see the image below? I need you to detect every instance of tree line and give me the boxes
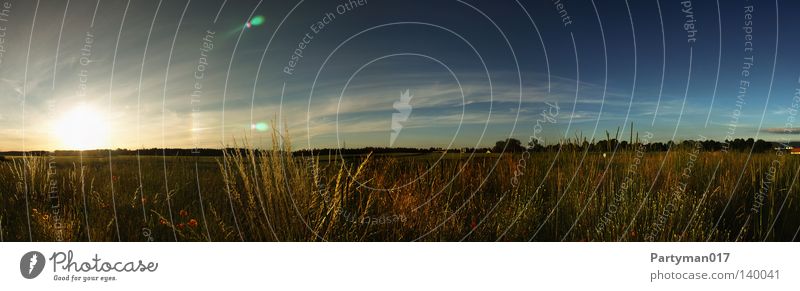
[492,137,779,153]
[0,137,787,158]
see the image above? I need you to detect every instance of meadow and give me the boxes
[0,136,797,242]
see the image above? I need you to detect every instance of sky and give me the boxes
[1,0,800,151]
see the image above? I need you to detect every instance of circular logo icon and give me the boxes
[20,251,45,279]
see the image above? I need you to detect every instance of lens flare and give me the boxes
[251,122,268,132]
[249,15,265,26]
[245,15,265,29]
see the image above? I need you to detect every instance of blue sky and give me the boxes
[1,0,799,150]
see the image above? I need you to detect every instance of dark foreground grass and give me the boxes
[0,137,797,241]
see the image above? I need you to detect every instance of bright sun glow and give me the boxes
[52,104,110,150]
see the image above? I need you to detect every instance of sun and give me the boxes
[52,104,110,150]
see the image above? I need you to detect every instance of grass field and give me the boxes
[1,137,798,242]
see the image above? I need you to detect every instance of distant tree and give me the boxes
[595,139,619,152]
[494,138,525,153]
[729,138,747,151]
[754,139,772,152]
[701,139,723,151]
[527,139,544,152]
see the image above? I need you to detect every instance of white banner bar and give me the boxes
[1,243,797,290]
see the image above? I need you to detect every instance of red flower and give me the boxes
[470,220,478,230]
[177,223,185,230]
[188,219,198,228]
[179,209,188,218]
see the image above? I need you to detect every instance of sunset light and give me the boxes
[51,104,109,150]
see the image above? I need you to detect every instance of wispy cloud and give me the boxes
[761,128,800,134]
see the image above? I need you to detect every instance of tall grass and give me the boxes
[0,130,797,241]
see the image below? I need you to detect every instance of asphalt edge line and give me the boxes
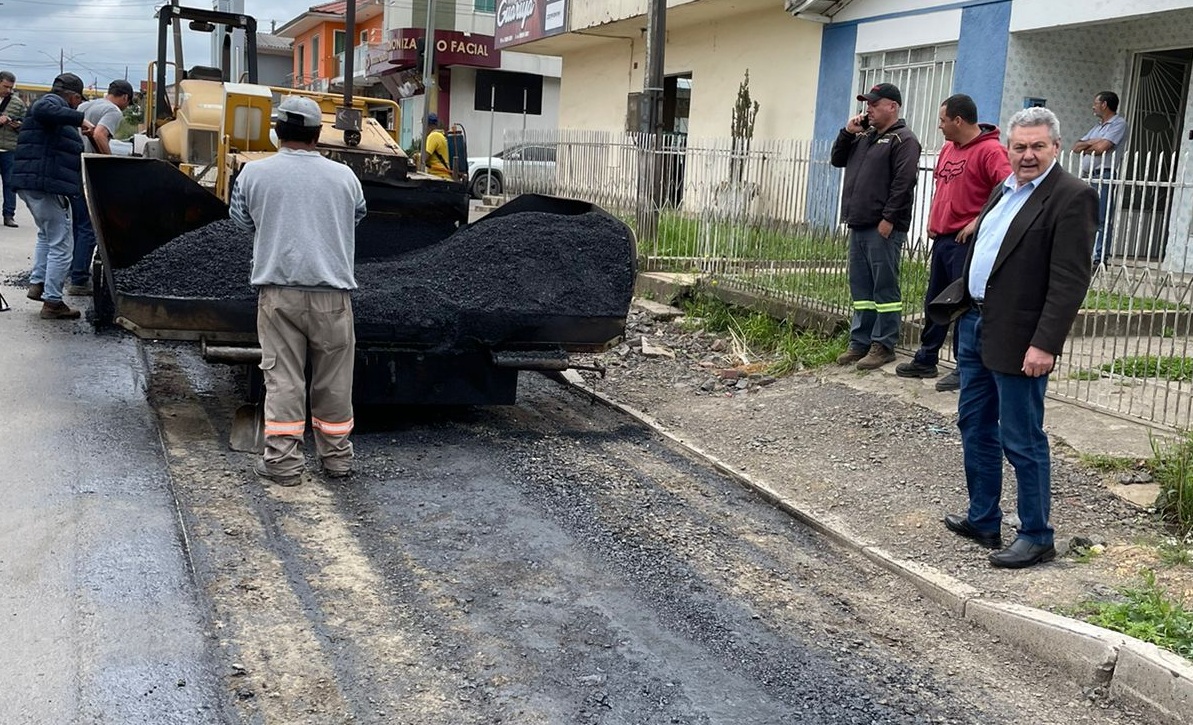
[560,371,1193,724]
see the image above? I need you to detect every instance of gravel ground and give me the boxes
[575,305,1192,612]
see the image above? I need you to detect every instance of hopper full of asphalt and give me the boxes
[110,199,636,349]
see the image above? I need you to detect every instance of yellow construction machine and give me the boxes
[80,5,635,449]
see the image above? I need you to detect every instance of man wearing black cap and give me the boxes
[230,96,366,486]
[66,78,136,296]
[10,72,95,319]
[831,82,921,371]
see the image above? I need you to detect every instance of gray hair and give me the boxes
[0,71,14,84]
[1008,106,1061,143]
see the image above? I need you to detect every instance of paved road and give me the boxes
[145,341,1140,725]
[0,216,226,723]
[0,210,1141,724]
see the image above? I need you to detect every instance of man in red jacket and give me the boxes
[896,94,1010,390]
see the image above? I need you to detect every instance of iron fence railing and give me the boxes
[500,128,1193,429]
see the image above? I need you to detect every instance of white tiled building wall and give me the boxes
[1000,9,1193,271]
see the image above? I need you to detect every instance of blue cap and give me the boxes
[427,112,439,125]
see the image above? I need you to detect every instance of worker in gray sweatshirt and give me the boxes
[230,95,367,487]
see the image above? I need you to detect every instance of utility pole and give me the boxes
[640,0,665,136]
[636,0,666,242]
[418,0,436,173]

...

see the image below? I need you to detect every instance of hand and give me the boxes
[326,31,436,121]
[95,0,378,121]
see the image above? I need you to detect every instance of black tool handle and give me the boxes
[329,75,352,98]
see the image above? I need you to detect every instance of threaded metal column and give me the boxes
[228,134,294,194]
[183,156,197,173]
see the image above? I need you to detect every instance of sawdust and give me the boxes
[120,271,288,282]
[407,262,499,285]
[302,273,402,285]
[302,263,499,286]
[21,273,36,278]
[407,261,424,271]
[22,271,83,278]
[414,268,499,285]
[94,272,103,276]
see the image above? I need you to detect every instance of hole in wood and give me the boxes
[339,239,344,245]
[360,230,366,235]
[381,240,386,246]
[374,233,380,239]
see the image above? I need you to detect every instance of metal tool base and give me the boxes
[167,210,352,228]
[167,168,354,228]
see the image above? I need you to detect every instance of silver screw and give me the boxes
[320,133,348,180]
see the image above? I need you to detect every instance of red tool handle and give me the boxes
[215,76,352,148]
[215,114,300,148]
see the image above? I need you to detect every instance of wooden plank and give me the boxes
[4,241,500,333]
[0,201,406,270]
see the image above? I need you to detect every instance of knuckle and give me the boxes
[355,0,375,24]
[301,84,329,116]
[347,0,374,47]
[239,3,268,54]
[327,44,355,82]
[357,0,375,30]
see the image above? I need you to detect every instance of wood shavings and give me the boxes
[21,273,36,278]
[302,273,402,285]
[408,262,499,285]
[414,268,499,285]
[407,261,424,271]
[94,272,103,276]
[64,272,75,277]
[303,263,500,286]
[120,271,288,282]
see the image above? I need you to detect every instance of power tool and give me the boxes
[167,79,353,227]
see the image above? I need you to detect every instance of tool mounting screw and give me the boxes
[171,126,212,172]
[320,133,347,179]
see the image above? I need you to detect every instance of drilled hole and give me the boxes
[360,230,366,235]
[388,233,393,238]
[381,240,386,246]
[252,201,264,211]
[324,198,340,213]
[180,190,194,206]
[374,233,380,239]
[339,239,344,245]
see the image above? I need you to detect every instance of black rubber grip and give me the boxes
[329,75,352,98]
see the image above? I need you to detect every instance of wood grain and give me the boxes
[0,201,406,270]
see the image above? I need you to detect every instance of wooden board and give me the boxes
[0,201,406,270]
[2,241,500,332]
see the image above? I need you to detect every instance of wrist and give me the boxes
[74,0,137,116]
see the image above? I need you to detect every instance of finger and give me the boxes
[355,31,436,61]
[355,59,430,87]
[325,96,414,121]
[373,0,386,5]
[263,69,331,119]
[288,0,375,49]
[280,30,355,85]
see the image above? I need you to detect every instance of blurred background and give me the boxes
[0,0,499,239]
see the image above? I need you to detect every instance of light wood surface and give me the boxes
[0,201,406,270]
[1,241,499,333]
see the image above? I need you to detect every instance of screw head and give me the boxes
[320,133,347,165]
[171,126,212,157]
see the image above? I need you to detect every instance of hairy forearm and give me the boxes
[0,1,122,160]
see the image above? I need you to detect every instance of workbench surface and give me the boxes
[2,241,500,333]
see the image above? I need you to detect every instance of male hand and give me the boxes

* * *

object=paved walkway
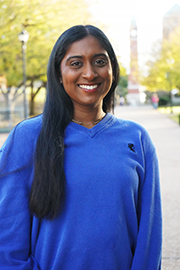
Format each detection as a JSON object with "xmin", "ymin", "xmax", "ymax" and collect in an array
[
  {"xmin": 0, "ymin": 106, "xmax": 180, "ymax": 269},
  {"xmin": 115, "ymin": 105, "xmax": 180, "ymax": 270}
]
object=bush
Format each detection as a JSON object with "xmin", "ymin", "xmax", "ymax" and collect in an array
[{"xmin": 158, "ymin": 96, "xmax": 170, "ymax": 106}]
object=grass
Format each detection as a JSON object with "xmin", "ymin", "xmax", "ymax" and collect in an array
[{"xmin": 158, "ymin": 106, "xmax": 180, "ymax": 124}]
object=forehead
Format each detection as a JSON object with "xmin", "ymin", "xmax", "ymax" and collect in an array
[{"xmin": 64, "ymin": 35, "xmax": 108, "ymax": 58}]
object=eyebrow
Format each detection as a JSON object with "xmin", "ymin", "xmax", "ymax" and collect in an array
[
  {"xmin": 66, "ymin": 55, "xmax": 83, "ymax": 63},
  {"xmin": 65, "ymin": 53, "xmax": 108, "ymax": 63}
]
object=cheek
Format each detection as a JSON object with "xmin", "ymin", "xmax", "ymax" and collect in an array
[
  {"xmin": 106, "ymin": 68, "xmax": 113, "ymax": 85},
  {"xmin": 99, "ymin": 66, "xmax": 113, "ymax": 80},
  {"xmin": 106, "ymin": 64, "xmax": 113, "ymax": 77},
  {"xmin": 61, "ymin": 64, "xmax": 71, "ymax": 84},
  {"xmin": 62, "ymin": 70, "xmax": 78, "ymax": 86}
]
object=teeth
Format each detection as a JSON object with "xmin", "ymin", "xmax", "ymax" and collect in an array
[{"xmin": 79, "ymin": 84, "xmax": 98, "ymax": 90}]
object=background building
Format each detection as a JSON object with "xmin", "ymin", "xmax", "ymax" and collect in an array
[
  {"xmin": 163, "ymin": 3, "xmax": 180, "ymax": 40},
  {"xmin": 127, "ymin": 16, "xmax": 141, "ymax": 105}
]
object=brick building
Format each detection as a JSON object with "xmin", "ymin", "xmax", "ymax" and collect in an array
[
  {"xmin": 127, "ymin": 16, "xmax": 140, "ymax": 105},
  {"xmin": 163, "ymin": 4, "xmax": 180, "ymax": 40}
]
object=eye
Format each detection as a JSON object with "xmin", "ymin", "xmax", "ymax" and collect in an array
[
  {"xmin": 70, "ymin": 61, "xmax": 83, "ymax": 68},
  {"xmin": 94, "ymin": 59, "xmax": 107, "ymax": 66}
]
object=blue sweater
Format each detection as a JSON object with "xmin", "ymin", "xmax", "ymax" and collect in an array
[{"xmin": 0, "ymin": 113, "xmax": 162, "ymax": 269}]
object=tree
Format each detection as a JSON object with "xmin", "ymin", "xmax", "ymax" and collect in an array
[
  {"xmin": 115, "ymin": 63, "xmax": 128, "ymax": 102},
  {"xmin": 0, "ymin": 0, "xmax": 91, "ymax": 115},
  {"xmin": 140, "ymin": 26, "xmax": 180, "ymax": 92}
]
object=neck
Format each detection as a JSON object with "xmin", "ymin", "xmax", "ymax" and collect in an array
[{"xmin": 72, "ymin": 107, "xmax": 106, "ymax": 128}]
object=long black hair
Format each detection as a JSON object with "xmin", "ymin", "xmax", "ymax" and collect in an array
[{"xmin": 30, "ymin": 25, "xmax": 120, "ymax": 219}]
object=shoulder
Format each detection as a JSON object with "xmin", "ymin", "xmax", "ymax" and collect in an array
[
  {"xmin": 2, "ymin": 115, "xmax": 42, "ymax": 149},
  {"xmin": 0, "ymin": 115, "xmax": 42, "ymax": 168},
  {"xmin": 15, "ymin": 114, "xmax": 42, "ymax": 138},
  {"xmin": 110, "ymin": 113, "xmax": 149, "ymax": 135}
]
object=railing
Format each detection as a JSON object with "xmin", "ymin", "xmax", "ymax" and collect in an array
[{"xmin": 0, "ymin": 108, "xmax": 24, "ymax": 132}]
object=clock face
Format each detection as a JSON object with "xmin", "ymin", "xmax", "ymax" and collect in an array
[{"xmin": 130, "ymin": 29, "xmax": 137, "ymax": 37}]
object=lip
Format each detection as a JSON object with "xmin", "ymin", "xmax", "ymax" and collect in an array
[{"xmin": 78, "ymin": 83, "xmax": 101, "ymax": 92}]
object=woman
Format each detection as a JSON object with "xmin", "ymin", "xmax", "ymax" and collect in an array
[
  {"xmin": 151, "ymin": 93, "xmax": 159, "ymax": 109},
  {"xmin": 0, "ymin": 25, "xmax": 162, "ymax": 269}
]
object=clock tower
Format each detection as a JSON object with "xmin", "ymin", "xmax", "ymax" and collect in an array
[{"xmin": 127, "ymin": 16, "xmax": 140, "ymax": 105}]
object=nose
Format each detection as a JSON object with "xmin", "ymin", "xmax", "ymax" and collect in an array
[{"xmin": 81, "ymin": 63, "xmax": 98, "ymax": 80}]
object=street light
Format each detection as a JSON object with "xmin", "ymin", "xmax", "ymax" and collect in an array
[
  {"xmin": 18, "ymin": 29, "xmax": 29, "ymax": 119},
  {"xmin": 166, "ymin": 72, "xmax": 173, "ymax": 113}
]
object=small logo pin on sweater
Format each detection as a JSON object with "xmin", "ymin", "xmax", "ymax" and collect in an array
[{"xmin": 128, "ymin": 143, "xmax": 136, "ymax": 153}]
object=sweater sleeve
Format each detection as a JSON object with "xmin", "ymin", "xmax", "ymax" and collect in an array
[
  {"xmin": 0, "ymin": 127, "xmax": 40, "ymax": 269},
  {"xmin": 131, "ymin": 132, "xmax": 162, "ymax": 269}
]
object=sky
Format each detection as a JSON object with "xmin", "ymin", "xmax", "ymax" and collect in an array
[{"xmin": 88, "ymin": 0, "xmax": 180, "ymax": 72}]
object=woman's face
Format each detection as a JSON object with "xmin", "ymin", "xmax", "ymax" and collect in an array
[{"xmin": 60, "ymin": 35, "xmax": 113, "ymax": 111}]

TASK PROMPT >>
The result should be every line of the material that contains the word "clock", so copy those lines.

ANSWER TO THIS EXERCISE >>
object=clock face
object=clock tower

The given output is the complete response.